--- EXCERPTED TEXT ---
BEGIN

≡ Menu
Pawel Brodzinski on Software Project Management

Why You Should Ask: “Why?”

Why You Should Ask: “Why?” post image

David Joyce shared a short story on Twitter how a team was told by a coach to switch from Kanban to Scrum and they eventually got back to what they’d had initially. It seemed to that the team had been operating pretty well in the first place so I was curious why they were told to change.

It seems that coach’s argument was that they weren’t agile.


I think I should start with a few disclaimers. Yes, you can officially consider me a Kanban proponent. No, I don’t think that Kanban, in general, is superior to Scrum (or any other specific approach). Yes, I like Scrum and witnessed it working very well for some teams. No, I don’t think that Scrum, in general, is superior to Kanban (or any other specific approach).

I do however have problem with people selling agile, or any other approach, as it was the one and the only revealed truth. I do have problem with people selling agile as the way of life. I do have a general problem with any orthodox folks out there selling their snake oil.

The problem is there are more and more such people. Agile is already a business. Scrum is a business as well. Soon Kanban will be business too. This means there is plenty of people who are selling ready-to-apply solutions without even thinking how they might be used in a given environment. Or whether they are applicable at all.

You should avoid these people. The problem isn’t that they aren’t helping. It’s even worse. They are actively harming your team.

One theme which often comes to me whenever I’m working with different teams or preaching agile or lean is that not only should you learn the method of your choice, but also understand why it works. “Whys” are crucial here.

If you understand why a specific practice or rule is there you can fine-tune it in a way that doesn’t harm the team, or substitute it with other technique which covers with the same gap. Otherwise it’s just following the book.

Now, it’s perfectly fair to follow the book if you and your team aren’t experienced with different methods and don’t have answers for all the whys at hand. However, if we take coaches, people who earn money teaching us, it is their freaking duty to understand how, why and where tools they sell happen to work.

Otherwise they are like the coach from David’s story. Selling his snake oil with bullshit arguments like “it isn’t agile.” Well, I’m not agile, so what? Would my customers pay me even a buck for being so? I thought they were paying me for software I build and using this or that method is reasonable if and only if it can help me to be more effective.

When I see snake oil salesmen I’m sad. I’m even sadder when I see people buying their snake oil. If we can do anything about this, we can try to reach as wide audience as possible with our message. Avoid orthodoxy. Avoid people who have the same answer for every problem. Avoid those who can’t answer your whys. And don’t be afraid to call bullshit.

END

Point localization data:
BEGIN

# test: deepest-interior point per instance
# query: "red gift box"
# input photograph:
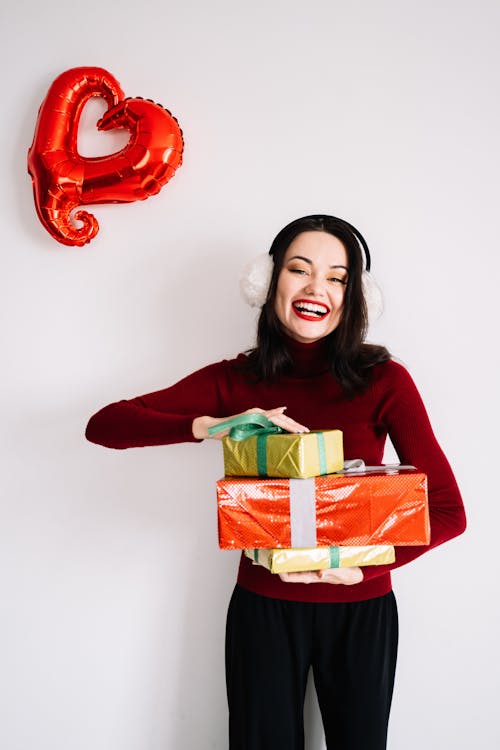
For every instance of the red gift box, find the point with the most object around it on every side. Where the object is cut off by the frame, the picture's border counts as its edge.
(386, 506)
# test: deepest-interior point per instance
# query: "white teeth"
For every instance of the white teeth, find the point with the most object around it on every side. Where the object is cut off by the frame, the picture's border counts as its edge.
(311, 307)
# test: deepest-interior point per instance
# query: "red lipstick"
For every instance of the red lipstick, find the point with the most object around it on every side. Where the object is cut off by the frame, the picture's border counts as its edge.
(309, 309)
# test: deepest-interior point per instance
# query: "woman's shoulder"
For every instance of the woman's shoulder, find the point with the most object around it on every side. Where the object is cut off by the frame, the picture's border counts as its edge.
(392, 373)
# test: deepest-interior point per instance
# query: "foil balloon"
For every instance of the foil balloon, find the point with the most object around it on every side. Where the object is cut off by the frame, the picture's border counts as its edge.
(63, 180)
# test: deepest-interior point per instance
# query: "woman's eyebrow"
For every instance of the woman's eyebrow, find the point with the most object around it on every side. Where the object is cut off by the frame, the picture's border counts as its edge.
(308, 260)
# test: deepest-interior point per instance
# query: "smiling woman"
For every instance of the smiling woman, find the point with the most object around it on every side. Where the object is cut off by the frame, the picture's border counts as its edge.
(311, 286)
(311, 355)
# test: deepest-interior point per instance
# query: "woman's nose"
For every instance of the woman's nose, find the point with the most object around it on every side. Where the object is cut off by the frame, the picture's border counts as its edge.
(314, 286)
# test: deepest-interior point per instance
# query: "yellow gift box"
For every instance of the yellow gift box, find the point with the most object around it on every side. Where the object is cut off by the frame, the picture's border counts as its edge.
(321, 558)
(309, 454)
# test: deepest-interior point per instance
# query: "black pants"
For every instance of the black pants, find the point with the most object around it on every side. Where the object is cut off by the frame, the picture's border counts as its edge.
(270, 646)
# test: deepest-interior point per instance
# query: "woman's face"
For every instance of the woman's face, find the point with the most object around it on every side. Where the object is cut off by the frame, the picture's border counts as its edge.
(311, 286)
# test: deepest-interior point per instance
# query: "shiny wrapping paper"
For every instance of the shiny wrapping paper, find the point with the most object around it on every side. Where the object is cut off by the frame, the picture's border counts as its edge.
(321, 558)
(371, 508)
(310, 454)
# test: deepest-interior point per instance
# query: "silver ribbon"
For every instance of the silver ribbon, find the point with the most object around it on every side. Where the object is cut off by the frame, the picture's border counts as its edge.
(303, 513)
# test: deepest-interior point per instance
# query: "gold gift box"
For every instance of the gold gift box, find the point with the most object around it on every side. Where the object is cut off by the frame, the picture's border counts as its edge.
(310, 454)
(321, 558)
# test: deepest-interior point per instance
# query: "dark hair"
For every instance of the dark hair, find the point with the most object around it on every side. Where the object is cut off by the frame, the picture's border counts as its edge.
(351, 359)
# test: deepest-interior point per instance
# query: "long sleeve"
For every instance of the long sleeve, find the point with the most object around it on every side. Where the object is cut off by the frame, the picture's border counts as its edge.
(162, 417)
(404, 416)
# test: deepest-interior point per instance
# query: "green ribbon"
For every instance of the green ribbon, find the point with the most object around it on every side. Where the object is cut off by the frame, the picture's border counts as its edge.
(246, 425)
(334, 557)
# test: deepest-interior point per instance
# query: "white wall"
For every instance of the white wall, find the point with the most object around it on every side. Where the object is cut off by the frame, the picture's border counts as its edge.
(114, 591)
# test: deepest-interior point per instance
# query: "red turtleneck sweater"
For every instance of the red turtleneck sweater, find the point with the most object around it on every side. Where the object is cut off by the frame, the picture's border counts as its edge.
(391, 405)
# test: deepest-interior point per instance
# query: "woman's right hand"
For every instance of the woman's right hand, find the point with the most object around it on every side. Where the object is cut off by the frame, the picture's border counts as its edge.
(276, 416)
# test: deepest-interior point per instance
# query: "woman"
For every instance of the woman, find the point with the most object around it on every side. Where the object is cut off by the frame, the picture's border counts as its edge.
(310, 370)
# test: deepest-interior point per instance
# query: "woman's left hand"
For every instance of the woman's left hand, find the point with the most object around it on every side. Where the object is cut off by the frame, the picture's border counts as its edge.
(346, 576)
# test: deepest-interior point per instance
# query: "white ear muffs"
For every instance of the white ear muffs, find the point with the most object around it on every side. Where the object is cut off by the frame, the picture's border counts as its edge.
(255, 280)
(256, 277)
(373, 297)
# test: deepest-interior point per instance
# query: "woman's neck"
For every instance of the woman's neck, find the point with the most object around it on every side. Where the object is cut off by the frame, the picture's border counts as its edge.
(308, 359)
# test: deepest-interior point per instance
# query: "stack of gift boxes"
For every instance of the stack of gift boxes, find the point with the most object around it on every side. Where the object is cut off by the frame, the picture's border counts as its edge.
(287, 500)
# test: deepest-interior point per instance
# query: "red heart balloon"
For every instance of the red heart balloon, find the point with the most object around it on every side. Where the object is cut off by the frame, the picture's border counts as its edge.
(64, 180)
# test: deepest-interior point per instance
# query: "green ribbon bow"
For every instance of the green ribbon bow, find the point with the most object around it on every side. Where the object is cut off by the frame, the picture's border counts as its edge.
(246, 425)
(257, 425)
(250, 425)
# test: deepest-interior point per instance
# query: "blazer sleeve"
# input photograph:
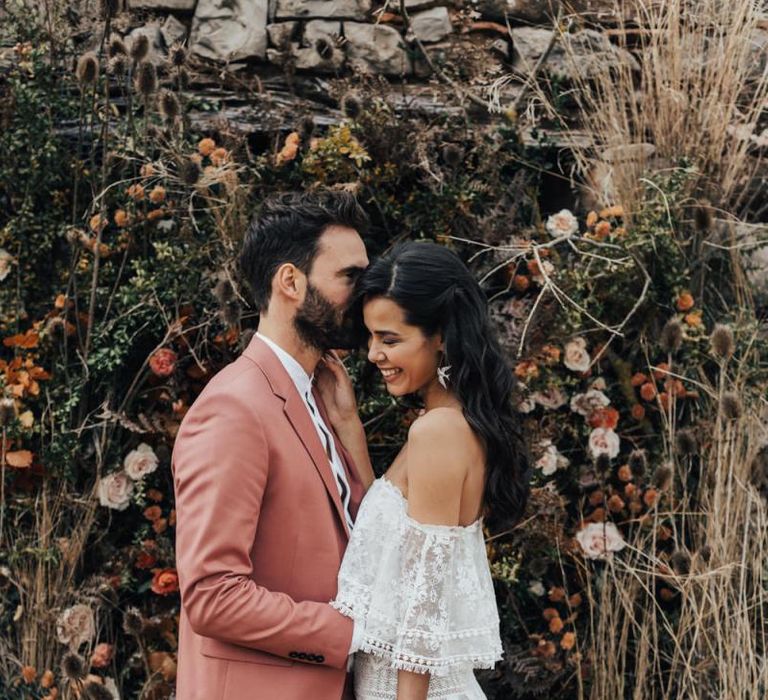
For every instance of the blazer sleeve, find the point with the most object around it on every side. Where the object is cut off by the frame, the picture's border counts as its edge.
(221, 465)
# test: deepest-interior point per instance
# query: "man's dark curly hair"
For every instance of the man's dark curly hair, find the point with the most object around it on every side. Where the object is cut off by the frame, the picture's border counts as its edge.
(287, 230)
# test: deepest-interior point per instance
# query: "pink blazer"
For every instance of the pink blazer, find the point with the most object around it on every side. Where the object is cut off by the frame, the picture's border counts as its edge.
(260, 535)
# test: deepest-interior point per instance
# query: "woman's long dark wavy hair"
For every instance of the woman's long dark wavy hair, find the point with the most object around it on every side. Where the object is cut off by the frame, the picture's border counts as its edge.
(438, 294)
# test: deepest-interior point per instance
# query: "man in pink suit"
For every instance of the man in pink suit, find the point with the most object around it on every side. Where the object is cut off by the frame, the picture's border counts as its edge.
(265, 493)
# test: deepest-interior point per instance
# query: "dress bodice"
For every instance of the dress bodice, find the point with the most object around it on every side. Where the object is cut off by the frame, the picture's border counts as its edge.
(423, 592)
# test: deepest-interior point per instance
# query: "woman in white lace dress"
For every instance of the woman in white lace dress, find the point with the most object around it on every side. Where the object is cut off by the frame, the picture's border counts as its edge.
(415, 576)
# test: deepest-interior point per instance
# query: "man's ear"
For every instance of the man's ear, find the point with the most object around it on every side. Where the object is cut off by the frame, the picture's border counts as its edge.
(289, 282)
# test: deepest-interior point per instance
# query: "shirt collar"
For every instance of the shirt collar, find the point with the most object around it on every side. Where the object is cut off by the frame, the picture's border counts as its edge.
(298, 374)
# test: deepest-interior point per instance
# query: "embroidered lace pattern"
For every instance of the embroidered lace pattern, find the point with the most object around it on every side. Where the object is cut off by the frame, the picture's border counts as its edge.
(422, 592)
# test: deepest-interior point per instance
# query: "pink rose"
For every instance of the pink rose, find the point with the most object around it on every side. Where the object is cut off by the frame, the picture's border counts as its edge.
(586, 404)
(102, 655)
(115, 490)
(600, 540)
(163, 362)
(603, 441)
(576, 357)
(140, 462)
(75, 626)
(564, 223)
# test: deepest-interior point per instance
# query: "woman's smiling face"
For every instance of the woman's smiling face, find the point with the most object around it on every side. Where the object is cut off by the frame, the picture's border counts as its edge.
(406, 358)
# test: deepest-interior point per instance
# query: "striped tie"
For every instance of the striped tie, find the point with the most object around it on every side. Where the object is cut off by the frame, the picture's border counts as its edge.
(340, 481)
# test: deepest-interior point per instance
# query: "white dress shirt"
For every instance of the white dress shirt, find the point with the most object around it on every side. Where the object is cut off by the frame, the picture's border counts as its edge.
(303, 383)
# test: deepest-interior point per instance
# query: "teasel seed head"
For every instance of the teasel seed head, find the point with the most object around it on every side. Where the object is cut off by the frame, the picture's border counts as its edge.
(7, 411)
(118, 65)
(681, 562)
(189, 172)
(702, 216)
(139, 47)
(731, 406)
(74, 667)
(638, 463)
(169, 106)
(671, 335)
(116, 47)
(721, 341)
(87, 68)
(133, 622)
(177, 55)
(146, 79)
(686, 442)
(351, 105)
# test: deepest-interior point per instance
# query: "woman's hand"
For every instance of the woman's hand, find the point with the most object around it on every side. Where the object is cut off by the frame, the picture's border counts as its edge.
(336, 390)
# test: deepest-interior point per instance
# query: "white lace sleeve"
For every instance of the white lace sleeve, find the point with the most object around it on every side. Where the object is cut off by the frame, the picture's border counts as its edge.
(423, 592)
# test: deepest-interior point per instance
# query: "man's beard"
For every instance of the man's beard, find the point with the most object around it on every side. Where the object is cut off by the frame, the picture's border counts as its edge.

END

--- AIM OF THE TASK ---
Answer these questions about the blog post on asking "why":
(a) According to the story shared by David Joyce, the coach told the team to switch from which approach to which?
(b) What reason was the coach said to have given for the change?
(c) According to the author, what are customers paying for?
The data that comes after the post is separate material and has no connection to it.

--- RESPONSE TO THIS EXERCISE ---
(a) From Kanban to Scrum.
(b) That the team wasn't agile.
(c) The software the author builds.